__THE RECORDS__

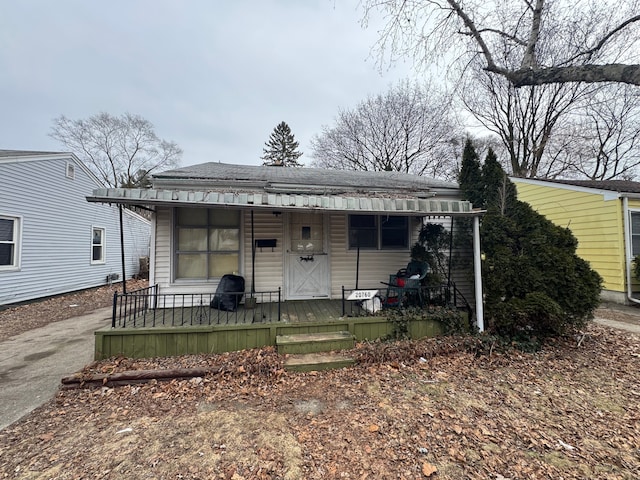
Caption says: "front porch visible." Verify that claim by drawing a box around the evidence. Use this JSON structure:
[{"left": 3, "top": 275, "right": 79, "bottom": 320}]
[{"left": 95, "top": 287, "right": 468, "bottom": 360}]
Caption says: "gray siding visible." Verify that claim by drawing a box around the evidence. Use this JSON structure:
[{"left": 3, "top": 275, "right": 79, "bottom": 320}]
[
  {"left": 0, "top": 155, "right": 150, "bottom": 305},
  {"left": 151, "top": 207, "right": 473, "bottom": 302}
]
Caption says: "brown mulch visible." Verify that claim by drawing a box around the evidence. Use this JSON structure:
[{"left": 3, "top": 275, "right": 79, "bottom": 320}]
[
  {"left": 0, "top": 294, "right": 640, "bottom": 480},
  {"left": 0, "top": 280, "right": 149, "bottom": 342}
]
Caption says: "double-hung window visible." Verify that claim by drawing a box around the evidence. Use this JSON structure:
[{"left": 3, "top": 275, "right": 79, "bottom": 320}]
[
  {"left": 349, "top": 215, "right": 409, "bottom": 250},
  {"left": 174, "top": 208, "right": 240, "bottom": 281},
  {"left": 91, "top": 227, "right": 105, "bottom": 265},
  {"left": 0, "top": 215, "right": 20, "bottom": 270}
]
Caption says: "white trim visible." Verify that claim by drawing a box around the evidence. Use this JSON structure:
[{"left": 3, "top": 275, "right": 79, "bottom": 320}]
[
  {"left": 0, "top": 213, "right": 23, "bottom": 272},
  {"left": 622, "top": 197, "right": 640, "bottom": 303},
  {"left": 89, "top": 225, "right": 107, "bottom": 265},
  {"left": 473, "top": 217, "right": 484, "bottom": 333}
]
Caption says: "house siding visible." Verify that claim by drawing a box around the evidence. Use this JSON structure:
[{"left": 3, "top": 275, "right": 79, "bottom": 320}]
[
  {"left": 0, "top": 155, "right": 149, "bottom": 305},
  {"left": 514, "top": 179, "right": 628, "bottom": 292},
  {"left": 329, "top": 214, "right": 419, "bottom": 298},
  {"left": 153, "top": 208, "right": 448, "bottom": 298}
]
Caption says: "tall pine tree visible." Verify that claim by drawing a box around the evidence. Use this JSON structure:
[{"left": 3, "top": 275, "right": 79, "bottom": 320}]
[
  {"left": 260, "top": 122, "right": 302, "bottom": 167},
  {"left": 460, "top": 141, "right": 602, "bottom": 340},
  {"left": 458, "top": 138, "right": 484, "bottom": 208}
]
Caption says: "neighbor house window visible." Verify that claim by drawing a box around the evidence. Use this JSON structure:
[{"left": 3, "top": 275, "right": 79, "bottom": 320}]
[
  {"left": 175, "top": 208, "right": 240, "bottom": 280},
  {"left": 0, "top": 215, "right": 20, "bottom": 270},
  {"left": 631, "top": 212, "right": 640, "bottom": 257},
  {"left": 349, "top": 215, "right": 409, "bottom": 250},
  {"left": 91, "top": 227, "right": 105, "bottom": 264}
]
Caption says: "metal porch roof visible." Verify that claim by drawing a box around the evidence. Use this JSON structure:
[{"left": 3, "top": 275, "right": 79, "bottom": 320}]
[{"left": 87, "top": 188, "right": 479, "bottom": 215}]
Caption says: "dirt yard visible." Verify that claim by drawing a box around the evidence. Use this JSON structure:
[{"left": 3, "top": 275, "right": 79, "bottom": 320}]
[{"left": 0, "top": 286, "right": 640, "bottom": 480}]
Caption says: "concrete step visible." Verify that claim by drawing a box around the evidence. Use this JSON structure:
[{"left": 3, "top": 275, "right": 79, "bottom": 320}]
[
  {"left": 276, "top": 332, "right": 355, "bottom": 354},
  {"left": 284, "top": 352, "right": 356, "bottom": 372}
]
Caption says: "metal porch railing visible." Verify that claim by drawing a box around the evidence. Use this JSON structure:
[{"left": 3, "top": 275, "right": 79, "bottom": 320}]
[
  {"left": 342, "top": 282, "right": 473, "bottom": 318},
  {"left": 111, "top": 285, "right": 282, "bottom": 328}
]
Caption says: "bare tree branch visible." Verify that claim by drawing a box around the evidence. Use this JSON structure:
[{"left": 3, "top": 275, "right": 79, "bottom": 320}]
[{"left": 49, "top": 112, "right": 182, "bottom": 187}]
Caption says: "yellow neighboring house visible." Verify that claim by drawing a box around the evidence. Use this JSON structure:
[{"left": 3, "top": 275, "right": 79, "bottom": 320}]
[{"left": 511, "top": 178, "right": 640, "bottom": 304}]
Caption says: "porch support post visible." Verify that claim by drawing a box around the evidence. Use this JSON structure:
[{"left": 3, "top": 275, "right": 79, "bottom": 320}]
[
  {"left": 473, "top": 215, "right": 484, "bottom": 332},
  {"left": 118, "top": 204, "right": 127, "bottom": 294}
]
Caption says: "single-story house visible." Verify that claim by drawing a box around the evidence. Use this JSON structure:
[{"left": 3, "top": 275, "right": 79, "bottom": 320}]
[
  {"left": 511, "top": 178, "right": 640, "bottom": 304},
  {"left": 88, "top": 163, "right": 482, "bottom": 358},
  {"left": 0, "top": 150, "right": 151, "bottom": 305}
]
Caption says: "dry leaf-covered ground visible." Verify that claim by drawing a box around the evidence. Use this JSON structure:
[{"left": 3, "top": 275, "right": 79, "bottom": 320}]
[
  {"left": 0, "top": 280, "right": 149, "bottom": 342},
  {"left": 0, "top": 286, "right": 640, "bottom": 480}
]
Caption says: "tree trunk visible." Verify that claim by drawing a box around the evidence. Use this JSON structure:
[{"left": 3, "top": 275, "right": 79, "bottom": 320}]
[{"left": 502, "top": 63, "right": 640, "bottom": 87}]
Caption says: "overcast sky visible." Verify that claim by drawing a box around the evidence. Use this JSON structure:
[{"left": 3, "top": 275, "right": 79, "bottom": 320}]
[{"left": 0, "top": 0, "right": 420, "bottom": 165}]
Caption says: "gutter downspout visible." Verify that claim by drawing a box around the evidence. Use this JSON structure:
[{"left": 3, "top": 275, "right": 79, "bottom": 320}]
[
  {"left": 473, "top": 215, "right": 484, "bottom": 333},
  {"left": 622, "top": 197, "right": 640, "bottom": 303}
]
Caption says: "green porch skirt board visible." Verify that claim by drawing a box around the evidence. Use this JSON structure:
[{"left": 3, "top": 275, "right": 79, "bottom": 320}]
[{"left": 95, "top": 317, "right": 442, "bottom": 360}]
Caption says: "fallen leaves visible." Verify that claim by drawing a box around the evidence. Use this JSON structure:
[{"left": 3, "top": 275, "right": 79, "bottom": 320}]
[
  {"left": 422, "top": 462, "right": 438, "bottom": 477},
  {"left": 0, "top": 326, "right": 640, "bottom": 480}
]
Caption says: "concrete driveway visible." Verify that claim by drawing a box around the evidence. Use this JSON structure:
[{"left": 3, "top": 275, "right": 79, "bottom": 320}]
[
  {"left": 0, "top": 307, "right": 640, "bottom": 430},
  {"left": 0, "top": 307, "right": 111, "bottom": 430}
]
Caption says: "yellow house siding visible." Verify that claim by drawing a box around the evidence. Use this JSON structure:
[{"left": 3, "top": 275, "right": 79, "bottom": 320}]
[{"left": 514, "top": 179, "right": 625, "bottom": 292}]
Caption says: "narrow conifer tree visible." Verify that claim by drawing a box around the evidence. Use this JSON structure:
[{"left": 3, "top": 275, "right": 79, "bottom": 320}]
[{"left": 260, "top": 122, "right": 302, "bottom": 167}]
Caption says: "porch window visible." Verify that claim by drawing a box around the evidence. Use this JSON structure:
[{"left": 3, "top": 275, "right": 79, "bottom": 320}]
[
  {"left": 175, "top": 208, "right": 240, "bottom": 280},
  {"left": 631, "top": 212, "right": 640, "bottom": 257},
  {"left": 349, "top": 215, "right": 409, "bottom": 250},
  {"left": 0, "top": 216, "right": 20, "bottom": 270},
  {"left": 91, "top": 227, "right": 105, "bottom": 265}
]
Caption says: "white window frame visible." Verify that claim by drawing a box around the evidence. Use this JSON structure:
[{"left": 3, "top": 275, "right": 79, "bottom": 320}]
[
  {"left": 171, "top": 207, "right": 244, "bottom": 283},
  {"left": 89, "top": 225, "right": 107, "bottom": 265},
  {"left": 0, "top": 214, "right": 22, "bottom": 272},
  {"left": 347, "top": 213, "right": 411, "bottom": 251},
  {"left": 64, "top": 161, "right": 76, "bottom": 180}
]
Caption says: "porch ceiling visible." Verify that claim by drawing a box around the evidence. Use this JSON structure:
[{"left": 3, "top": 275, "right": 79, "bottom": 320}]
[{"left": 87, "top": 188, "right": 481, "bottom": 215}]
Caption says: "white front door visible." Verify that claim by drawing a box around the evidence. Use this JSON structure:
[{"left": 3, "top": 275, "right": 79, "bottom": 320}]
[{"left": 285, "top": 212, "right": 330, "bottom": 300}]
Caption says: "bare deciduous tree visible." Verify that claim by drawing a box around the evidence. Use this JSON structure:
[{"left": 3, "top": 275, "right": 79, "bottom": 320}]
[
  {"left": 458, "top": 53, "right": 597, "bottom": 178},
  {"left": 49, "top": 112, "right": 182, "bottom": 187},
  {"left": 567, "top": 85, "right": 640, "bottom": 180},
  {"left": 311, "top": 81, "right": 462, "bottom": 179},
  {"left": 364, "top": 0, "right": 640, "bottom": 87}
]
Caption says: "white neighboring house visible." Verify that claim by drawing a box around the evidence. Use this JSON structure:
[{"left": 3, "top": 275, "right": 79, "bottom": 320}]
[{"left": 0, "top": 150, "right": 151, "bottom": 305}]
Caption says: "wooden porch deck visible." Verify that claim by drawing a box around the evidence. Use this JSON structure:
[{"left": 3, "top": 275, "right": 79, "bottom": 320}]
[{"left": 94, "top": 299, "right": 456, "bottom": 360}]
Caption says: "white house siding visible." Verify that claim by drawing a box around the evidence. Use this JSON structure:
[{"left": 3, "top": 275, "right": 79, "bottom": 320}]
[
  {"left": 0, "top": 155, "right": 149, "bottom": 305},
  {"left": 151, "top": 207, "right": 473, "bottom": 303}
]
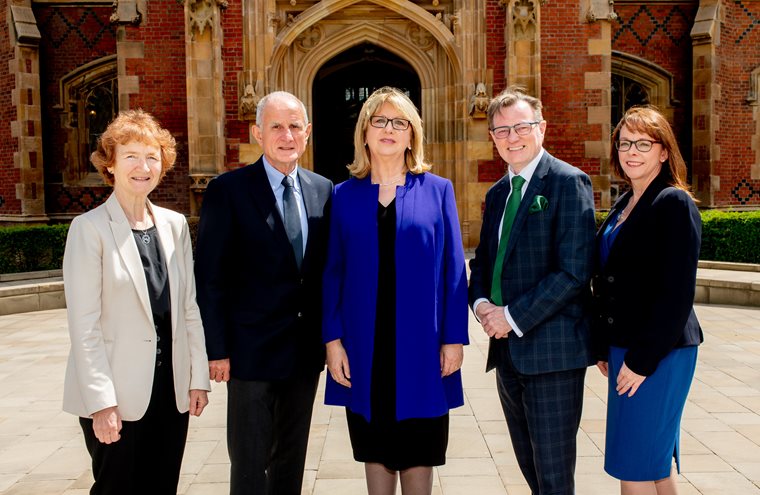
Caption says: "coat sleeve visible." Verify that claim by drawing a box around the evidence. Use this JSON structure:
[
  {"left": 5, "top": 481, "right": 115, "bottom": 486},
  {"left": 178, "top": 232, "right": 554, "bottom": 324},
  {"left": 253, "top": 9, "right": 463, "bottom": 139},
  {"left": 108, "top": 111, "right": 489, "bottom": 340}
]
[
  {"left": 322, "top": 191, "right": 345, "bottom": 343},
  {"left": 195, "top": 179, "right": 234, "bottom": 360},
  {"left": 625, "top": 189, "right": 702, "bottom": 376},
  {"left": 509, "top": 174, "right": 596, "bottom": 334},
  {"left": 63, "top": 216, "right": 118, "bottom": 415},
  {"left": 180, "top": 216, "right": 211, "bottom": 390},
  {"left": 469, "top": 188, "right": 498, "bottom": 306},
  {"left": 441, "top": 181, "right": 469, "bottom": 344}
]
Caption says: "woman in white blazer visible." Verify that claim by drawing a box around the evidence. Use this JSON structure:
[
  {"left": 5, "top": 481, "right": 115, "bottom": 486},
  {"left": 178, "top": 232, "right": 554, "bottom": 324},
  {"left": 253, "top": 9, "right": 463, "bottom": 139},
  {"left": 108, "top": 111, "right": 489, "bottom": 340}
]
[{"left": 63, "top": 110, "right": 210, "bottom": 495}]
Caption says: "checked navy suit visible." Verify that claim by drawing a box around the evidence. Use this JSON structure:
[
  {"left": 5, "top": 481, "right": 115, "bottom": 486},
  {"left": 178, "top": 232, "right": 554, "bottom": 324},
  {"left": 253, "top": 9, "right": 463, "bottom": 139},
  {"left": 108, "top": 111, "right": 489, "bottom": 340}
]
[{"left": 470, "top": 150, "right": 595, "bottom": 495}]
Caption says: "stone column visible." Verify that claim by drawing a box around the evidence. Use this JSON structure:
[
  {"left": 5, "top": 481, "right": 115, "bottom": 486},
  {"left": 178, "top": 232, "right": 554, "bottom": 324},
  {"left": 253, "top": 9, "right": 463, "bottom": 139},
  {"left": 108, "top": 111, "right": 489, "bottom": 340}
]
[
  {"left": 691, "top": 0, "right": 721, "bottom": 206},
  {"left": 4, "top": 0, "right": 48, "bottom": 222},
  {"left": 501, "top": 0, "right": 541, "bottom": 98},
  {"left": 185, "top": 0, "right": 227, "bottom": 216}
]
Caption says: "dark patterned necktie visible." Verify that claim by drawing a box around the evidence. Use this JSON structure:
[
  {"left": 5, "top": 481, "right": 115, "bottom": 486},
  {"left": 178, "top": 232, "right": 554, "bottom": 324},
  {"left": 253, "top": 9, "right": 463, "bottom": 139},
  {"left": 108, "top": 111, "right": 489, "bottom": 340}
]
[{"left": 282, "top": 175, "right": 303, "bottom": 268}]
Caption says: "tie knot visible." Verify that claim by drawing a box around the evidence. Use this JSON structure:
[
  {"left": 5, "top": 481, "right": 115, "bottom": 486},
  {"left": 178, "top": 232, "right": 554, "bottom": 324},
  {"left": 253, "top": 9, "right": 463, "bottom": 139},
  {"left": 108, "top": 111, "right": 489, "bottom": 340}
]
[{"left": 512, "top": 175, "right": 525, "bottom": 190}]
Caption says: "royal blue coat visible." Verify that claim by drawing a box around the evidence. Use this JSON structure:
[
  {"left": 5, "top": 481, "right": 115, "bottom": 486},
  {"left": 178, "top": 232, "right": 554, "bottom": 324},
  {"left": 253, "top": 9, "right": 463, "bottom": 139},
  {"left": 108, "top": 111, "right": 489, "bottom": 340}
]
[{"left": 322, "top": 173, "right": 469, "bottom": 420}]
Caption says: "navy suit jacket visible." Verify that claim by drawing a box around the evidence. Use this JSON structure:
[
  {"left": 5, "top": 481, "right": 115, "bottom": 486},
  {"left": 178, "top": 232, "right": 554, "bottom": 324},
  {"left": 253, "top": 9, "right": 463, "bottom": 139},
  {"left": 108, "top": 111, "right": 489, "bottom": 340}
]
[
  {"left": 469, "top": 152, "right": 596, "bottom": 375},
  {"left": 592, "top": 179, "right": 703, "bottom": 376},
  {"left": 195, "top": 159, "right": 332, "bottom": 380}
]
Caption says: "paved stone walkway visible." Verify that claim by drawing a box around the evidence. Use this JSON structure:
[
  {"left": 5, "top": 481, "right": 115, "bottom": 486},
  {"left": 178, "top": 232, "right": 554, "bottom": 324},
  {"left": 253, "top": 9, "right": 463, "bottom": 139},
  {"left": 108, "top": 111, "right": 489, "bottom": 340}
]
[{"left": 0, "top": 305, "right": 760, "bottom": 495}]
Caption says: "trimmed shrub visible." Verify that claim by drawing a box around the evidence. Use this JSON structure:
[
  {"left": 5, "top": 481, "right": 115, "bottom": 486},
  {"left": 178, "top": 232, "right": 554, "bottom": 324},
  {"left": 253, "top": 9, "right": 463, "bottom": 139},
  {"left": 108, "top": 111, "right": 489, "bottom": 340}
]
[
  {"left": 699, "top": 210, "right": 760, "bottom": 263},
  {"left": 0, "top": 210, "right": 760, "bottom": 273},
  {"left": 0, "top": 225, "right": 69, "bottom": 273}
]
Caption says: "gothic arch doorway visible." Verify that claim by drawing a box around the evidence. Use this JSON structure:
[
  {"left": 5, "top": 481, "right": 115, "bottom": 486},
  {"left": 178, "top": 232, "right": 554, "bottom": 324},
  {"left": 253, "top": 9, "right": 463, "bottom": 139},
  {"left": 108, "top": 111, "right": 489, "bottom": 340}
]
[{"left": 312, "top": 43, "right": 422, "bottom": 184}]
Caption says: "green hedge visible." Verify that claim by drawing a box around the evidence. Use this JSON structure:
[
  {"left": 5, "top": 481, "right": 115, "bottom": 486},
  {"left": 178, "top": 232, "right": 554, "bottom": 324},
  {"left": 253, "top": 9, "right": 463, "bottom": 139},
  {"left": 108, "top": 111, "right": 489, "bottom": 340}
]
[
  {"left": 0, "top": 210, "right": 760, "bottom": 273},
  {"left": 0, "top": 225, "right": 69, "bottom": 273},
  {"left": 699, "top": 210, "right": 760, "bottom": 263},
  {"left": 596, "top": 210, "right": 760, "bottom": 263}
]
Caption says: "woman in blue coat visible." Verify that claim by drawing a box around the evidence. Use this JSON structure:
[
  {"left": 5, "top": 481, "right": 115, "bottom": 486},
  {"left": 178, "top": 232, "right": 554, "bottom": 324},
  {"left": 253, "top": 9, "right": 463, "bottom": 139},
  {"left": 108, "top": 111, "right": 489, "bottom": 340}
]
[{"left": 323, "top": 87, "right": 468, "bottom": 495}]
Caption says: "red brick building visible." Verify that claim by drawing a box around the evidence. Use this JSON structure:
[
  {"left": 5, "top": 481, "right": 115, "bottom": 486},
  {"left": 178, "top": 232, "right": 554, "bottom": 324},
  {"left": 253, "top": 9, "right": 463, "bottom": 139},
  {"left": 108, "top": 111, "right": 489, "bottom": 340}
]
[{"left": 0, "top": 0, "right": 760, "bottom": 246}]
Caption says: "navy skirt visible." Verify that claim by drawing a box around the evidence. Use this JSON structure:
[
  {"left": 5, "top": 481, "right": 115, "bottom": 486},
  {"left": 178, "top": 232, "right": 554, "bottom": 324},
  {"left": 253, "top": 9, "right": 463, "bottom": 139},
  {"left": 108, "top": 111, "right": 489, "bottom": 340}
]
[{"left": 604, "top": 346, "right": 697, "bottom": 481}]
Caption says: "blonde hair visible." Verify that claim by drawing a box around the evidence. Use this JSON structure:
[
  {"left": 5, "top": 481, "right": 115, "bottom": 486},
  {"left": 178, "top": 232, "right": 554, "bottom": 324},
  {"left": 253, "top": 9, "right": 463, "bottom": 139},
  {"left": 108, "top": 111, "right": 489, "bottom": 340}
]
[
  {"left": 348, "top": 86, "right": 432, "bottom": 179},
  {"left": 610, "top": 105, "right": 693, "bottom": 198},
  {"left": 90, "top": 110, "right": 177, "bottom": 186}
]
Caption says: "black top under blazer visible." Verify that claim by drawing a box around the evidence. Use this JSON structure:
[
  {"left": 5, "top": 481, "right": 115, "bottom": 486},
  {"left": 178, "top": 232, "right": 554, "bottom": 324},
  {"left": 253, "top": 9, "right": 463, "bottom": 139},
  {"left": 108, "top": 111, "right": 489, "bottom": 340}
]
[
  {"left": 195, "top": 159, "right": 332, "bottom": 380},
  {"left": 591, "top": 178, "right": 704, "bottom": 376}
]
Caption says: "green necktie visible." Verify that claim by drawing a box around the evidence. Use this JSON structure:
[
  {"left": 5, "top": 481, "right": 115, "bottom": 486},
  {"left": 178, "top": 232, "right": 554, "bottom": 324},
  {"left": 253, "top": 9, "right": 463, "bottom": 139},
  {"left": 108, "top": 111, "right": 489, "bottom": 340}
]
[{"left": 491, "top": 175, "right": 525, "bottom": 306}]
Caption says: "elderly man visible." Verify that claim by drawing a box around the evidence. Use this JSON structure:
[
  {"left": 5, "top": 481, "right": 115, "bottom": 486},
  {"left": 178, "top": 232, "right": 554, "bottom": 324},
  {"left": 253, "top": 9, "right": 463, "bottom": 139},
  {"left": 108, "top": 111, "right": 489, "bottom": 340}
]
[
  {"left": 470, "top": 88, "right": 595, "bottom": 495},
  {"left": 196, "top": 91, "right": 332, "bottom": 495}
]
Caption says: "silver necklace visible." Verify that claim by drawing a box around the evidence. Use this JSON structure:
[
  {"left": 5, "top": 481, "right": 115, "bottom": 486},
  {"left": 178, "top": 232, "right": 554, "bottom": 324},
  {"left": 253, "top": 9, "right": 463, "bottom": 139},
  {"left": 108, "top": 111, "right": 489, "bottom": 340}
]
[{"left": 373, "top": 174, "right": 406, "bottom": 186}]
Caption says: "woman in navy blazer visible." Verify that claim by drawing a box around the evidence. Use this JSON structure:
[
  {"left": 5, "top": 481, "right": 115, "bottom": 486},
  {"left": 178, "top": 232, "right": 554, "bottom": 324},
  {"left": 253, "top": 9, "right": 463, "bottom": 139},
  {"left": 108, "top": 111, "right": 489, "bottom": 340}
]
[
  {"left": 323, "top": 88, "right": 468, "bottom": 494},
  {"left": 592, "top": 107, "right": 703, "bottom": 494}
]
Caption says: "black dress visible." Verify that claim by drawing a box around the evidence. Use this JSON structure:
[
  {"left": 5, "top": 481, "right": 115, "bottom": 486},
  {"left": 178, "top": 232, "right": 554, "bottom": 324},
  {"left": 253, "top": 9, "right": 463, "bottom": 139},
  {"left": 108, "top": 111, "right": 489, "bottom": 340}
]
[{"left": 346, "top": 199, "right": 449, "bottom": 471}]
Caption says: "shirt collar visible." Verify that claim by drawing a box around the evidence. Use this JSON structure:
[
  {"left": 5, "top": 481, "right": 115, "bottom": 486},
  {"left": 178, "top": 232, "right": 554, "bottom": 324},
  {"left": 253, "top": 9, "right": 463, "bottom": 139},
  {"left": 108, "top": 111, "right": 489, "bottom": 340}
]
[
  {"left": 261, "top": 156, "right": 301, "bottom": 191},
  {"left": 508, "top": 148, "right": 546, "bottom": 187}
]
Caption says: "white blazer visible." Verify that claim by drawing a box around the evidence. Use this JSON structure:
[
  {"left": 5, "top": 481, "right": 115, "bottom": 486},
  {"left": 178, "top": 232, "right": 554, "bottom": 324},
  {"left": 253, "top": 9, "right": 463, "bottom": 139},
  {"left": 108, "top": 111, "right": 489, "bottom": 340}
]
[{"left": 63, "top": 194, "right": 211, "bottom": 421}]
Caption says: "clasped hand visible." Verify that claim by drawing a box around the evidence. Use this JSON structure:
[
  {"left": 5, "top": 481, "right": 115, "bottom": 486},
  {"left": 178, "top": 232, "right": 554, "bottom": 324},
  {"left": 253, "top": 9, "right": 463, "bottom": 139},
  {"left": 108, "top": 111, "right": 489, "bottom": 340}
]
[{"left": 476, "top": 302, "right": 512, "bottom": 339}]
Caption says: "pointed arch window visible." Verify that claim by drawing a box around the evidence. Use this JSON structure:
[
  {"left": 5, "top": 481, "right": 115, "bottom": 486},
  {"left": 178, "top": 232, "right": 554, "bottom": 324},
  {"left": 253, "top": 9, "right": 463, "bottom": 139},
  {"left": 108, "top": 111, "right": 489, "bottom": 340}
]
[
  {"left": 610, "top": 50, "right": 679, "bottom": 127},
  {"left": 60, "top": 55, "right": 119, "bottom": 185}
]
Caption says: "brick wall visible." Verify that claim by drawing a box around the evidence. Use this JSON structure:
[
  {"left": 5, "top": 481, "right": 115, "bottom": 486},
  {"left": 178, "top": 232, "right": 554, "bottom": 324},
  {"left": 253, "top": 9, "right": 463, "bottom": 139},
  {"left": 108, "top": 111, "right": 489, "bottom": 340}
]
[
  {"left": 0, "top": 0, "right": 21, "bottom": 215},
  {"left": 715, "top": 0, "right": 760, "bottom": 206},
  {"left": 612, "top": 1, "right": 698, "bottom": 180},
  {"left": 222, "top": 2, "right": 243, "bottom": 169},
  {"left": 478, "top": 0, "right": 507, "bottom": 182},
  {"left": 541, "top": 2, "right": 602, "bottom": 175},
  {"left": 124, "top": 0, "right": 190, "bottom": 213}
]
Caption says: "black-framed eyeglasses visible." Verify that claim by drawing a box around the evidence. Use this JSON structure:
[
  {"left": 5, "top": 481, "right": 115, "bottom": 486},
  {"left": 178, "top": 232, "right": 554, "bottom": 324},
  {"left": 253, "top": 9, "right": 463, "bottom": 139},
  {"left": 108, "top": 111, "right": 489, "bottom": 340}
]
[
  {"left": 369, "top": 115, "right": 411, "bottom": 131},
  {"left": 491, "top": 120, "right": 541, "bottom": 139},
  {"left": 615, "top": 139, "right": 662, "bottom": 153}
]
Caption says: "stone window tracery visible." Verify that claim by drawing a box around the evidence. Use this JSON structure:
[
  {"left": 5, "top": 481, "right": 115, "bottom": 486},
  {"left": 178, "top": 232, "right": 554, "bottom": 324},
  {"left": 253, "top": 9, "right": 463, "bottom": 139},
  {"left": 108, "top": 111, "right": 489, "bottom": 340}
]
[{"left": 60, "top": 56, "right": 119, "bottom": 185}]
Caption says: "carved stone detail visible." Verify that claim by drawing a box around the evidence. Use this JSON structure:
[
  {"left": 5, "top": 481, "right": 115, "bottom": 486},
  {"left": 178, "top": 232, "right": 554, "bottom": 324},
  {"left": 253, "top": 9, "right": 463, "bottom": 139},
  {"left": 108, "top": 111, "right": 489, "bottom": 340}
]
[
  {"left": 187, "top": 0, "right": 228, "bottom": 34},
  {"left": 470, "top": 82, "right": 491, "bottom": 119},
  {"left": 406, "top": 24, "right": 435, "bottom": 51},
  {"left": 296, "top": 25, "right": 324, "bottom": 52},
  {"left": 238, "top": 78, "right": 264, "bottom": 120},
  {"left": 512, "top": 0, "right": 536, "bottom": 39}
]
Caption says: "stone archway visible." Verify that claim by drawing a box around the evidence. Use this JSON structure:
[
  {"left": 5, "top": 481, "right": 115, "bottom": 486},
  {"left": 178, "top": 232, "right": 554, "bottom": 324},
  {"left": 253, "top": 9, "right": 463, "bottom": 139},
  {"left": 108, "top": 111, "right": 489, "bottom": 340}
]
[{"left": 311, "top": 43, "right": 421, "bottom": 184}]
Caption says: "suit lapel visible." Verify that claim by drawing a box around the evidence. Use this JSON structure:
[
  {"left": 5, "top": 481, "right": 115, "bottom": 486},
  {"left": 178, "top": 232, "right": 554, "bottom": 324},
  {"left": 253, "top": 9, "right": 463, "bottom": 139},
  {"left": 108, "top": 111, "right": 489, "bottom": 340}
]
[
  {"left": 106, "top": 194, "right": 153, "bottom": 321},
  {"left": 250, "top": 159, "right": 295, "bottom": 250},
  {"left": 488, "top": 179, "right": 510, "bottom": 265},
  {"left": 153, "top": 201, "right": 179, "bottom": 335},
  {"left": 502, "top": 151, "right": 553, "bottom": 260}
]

__WHAT YOU ARE ASKED TO DO__
How many lines of the records above contain the string "green"? Reply with the number only.

__OUTPUT OF THE EXERCISE__
3